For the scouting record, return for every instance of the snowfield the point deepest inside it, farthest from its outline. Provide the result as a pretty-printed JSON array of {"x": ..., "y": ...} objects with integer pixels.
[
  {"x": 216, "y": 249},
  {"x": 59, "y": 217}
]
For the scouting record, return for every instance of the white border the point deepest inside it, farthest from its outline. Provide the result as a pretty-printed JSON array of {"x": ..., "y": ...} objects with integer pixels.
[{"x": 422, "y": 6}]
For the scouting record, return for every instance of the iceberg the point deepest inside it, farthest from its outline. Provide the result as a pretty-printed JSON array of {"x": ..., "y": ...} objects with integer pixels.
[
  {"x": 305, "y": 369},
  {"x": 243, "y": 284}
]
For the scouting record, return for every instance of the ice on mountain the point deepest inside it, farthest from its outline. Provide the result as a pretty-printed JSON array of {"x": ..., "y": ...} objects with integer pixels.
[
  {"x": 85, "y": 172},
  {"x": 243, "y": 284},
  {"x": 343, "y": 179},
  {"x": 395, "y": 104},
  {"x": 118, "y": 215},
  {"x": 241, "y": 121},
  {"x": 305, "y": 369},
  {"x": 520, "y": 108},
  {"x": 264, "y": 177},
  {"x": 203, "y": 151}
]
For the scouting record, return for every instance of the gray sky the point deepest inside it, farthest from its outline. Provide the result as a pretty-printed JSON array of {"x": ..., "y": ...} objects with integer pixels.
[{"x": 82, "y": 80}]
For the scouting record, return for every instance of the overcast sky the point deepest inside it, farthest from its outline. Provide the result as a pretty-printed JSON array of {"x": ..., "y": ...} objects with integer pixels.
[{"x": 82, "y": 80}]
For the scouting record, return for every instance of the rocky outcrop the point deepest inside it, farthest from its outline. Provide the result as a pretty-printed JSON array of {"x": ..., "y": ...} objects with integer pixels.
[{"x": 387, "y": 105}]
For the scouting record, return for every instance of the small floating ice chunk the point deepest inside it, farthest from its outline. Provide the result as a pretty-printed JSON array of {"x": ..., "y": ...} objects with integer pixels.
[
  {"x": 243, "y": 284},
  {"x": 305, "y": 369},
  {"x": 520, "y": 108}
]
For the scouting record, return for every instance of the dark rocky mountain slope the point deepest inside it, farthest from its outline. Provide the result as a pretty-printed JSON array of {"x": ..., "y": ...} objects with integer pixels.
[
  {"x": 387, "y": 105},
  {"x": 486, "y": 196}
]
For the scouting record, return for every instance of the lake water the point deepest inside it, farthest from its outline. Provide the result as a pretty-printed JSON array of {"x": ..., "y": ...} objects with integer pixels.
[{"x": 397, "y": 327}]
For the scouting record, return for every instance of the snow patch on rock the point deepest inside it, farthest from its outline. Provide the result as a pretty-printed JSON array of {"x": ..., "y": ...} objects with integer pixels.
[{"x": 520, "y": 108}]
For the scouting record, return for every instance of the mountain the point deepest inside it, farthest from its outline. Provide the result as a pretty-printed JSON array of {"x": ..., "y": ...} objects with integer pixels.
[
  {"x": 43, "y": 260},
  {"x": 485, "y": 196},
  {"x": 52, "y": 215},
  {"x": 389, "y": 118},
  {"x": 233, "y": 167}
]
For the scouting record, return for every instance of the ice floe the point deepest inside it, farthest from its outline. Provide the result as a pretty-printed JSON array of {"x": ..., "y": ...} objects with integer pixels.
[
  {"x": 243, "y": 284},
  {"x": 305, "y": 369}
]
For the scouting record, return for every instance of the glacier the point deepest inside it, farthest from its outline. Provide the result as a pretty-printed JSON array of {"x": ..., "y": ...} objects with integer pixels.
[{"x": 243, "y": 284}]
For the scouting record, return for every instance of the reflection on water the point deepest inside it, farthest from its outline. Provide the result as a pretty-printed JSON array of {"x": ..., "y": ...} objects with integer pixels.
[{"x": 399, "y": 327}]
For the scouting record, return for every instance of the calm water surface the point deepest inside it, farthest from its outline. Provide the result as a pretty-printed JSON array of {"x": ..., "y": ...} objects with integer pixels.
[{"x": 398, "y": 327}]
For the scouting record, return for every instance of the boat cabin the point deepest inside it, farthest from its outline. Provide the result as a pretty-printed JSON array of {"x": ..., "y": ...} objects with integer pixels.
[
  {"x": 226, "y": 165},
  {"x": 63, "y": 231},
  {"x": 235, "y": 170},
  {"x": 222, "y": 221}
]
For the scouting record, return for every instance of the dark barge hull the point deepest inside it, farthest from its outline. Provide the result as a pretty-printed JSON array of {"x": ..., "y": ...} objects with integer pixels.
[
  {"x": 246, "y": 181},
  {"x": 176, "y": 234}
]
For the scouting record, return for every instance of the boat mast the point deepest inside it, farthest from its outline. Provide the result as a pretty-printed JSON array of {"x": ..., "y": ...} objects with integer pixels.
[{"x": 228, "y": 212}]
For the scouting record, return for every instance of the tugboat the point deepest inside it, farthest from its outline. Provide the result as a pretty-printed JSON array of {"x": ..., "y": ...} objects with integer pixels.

Your instructions — Write out every line from the records above, word for word.

Output of the task —
For the scouting record, return for every instance of the snowfield the point deepest inside it, farthest from its outline. Provide the result as a pretty-printed JSON array of {"x": ..., "y": ...} objects with integer pixels.
[
  {"x": 216, "y": 249},
  {"x": 59, "y": 217}
]
For the scouting record, return for every instance of the white border the point deepest inside it, farthest from its outline. Provide the result as a pretty-printed JSON array of {"x": ..., "y": ...} objects with integer pixels.
[{"x": 422, "y": 6}]
For the scouting record, return for every instance of the iceberg the point deepest inside it, farthest from its outline. Provide the result as a pretty-printed JSON array of {"x": ..., "y": ...} objects with integer pixels.
[
  {"x": 305, "y": 369},
  {"x": 243, "y": 284}
]
For the scouting record, return for every instance of the ice on mountain the point deepest inside it, farthest from its outline. Provide the result as a pretty-printed JSON array of {"x": ..., "y": ...} objects with integer pixels.
[
  {"x": 85, "y": 172},
  {"x": 243, "y": 284},
  {"x": 343, "y": 179},
  {"x": 395, "y": 104},
  {"x": 118, "y": 215},
  {"x": 241, "y": 121},
  {"x": 305, "y": 369},
  {"x": 520, "y": 108},
  {"x": 264, "y": 177},
  {"x": 203, "y": 151}
]
For the scouting record, return for every instance of the gray sky the point deepest inside it, farthest from its outline. Provide the result as a pretty-printed JSON array of {"x": ..., "y": ...} objects with integer pixels.
[{"x": 82, "y": 80}]
For the scouting record, return for every instance of the overcast sky the point deepest inside it, farthest from its outline. Provide the result as a pretty-printed JSON array of {"x": ..., "y": ...} objects with integer pixels.
[{"x": 82, "y": 80}]
For the scouting record, return for every instance of the rocky outcrop the point deepest inside it, farthest from its outline. Provide the result as a pretty-printed JSON array of {"x": ..., "y": ...} objects with integer pixels.
[{"x": 387, "y": 105}]
For the scouting record, return for every instance of the small floating ice chunk the point deepest inside it, farthest from its outline. Provide the result as a pretty-printed JSON array of {"x": ..., "y": ...} objects with integer pixels.
[
  {"x": 243, "y": 284},
  {"x": 305, "y": 369},
  {"x": 520, "y": 108}
]
For the scouting record, return for every instance of the dark rocky mountain slope the point deepest inside it, farthest from its outline. Provide the result as a pretty-printed JSON array of {"x": ..., "y": ...} objects with integer pixels.
[
  {"x": 387, "y": 105},
  {"x": 486, "y": 196}
]
For the scouting record, return for every instance of the lake water the point deepest inside it, farthest from its outline. Provide the result as a pretty-printed JSON array of {"x": ..., "y": ...} objects with integer pixels.
[{"x": 397, "y": 327}]
For the scouting record, return for every instance of the snow patch on rock the point deepest inside it, farthest from its outline. Provide the result as a pretty-printed JSON array of {"x": ..., "y": ...} objects with integer pixels.
[{"x": 520, "y": 108}]
For the scouting record, return for every instance of the mountain the point deepest inside it, farthest from its outline. Provide the result as a pretty-printed JSON array of {"x": ..., "y": ...} objects with integer pixels.
[
  {"x": 43, "y": 260},
  {"x": 485, "y": 196},
  {"x": 52, "y": 215},
  {"x": 389, "y": 118},
  {"x": 233, "y": 167}
]
For the scouting record, return for every instance of the ice floe the point deepest inside it, farthest from its outline. Provide the result as a pretty-printed JSON array of {"x": ..., "y": ...} objects with integer pixels.
[
  {"x": 243, "y": 284},
  {"x": 305, "y": 369}
]
For the scouting record, return for every instance of the glacier the point deepest inside it, farthest from its outline. Provide the result as a pretty-printed JSON array of {"x": ..., "y": ...} objects with integer pixels.
[{"x": 243, "y": 284}]
For the scouting record, return for every instance of the reflection on water the point deepest inside it, farthest from its outline. Provide the result as a pretty-printed JSON array of {"x": ..., "y": ...} objects with integer pixels.
[{"x": 399, "y": 327}]
For the scouting record, return for every instance of the calm water surface the point deepest inside it, farthest from its outline. Provide the result as a pretty-printed JSON array of {"x": ..., "y": ...} objects with integer pixels.
[{"x": 398, "y": 327}]
For the scouting record, return for every instance of the boat cabin the point deepest inside it, farthest from its outline. Provide the result as a pretty-printed JSON array of {"x": ..., "y": ...} objects with integer pixels.
[
  {"x": 226, "y": 165},
  {"x": 63, "y": 231},
  {"x": 235, "y": 170},
  {"x": 222, "y": 221}
]
For the scouting record, return for every instance of the dark barge hull the point deepest inside it, farthest from its outline. Provide the result as a pretty-printed JSON array of {"x": ..., "y": ...} objects with integer pixels.
[
  {"x": 246, "y": 181},
  {"x": 176, "y": 234}
]
For the scouting record, return for every instance of the boat mast the point deepest inside it, farthest from its outline. Provide the result as a pretty-printed JSON array of {"x": ..., "y": ...} objects with integer pixels.
[{"x": 228, "y": 212}]
For the scouting record, return for every instance of the tugboat the point deepest inside it, farthest from its outline. Provide the result as a pretty-printed JSON array of {"x": ..., "y": ...} objects with integer pixels.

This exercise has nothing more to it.